[Stored dataset items]
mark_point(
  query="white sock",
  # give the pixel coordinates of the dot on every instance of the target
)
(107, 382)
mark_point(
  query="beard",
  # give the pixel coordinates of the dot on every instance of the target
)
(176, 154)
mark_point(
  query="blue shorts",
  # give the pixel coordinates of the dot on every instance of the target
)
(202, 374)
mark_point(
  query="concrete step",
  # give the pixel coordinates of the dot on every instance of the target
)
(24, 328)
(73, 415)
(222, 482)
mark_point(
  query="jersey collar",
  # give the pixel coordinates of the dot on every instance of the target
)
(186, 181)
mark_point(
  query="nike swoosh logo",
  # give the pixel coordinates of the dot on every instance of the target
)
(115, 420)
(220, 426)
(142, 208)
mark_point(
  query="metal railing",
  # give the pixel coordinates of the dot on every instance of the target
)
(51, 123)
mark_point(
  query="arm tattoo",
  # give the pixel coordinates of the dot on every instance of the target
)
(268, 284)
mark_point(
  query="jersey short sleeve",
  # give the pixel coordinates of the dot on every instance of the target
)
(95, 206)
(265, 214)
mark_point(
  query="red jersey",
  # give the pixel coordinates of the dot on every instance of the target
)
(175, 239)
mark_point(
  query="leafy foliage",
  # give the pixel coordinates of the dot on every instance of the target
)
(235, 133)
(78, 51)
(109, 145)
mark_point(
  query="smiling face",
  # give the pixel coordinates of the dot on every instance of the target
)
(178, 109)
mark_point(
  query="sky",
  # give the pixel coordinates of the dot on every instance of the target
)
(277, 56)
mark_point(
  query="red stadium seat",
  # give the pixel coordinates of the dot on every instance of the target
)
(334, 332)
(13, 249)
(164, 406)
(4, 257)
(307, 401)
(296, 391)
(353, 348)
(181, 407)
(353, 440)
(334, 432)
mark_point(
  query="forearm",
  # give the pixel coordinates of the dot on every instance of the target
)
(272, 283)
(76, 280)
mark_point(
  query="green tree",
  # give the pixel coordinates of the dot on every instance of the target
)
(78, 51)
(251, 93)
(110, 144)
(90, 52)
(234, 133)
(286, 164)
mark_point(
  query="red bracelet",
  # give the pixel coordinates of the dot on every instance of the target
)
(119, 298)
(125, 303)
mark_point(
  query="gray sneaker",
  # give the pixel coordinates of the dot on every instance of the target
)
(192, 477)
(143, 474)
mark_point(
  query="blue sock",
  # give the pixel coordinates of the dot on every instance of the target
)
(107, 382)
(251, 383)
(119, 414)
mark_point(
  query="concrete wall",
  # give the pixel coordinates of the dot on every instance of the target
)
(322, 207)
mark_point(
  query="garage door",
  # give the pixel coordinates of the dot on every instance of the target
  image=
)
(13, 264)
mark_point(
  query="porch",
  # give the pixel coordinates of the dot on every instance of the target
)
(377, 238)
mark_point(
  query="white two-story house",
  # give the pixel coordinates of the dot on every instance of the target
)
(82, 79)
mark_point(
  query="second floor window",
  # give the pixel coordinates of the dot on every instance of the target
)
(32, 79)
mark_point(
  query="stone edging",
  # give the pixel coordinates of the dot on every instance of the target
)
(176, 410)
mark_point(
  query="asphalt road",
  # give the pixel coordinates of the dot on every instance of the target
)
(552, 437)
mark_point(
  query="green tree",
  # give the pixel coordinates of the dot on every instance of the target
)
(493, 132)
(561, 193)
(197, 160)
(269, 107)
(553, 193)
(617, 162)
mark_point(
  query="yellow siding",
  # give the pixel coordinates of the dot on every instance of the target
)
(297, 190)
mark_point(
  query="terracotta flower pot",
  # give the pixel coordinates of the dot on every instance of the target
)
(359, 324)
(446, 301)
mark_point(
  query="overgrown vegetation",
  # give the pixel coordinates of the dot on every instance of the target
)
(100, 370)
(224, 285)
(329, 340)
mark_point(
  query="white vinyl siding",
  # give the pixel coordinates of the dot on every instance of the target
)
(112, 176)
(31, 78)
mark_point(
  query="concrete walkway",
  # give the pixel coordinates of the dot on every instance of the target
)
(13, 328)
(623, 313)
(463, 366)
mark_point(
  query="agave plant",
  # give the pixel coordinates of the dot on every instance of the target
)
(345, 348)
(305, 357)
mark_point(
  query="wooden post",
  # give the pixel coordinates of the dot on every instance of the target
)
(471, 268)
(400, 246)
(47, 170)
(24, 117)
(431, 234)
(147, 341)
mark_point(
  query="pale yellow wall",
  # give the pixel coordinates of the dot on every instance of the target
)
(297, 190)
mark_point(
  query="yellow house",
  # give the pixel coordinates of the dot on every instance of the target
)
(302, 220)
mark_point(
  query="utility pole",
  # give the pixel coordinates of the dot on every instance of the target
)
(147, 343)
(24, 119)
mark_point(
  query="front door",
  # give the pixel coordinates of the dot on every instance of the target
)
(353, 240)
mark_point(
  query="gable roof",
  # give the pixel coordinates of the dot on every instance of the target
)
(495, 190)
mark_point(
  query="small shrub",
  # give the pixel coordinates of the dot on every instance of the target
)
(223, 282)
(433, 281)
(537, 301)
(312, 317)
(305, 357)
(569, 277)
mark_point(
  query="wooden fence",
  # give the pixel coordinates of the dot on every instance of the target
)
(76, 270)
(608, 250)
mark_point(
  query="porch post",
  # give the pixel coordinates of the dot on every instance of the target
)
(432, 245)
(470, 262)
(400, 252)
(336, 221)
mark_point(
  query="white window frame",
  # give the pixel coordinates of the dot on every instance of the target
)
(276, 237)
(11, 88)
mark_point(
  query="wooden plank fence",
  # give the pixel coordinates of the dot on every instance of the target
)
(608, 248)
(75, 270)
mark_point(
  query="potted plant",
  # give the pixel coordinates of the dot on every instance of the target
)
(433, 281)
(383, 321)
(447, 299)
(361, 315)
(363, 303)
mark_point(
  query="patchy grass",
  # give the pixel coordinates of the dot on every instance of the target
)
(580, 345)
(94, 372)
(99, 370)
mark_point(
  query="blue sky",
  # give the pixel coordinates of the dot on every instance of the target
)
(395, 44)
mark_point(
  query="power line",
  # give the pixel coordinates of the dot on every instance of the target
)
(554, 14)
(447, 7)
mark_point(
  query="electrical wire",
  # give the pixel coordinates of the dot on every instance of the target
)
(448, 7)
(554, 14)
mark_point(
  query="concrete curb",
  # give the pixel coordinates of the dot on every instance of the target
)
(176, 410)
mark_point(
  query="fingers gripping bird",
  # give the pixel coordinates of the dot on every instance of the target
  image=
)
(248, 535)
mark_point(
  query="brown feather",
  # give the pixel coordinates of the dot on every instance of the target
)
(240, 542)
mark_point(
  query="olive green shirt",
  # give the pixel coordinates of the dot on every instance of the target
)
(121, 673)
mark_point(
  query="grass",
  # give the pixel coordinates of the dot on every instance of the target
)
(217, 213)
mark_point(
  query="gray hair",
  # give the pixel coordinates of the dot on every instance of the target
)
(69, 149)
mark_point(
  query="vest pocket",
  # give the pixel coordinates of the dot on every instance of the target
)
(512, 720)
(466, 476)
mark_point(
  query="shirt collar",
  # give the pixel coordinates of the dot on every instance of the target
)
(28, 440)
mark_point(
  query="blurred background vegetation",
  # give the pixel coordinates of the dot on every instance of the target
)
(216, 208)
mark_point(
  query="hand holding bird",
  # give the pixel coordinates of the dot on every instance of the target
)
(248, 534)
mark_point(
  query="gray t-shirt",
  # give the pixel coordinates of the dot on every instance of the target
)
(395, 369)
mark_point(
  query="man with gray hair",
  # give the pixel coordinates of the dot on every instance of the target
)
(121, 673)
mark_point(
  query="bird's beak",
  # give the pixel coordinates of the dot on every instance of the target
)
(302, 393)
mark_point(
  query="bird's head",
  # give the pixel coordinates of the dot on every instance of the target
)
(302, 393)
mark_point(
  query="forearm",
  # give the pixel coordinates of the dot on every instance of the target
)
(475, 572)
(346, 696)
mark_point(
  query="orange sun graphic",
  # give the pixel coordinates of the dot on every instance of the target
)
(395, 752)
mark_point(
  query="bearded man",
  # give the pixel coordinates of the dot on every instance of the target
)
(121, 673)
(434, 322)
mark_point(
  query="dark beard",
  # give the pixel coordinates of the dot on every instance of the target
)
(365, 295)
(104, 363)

» **Exercise requirements**
Pick out every line of the records above that contains the string "collar", treating uppercase and lowercase letters as different.

» **Written answer**
  query="jersey collar",
  query="shirt collar",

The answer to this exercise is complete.